_Complete the following_
**1.** Answer these about the bug page:
(a) What does it give as the current stable release of the Red Hat Enterprise Linux 5 product line?
(b) What is the bug's number?
(c) Which tape drive does the summary name?
**2.** Can you reproduce the bug page, starting at "For bugs related" and ending at "(HP Ultrium 4-SCSI)"?
**3.** Which Red Hat Enterprise Linux version numbers appear on the bug page? List every one.

***** Selected text

Note: This bug is displayed in read-only format because the product is no longer active in Red Hat Bugzilla.

For bugs related to Red Hat Enterprise Linux 5 product line. The current stable release is 5.10. For Red Hat Enterprise Linux 6 and above, please visit Red Hat JIRA https://issues.redhat.com/secure/CreateIssue!default.jspa?pid=12332745 to report new issues.

Bug 510665

Summary:

megaraid sas driver in rhel5.4-beta fails to scan for SAS tape drive (HP Ultrium 4-SCSI)

**********
***** Recorded information

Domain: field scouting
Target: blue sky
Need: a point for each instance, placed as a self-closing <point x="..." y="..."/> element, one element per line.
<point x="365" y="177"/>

**********

_Response list_
**1.**
(a) 5.10
(b) 510665
(c) HP Ultrium 4-SCSI

**2.**
For bugs related to Red Hat Enterprise Linux 5 product line. The current stable release is 5.10. For Red Hat Enterprise Linux 6 and above, please visit Red Hat JIRA https://issues.redhat.com/secure/CreateIssue!default.jspa?pid=12332745 to report new issues.

Bug 510665

Summary:

megaraid sas driver in rhel5.4-beta fails to scan for SAS tape drive (HP Ultrium 4-SCSI)

**3.**
- 5
- 5.10
- 6
- 5.4-beta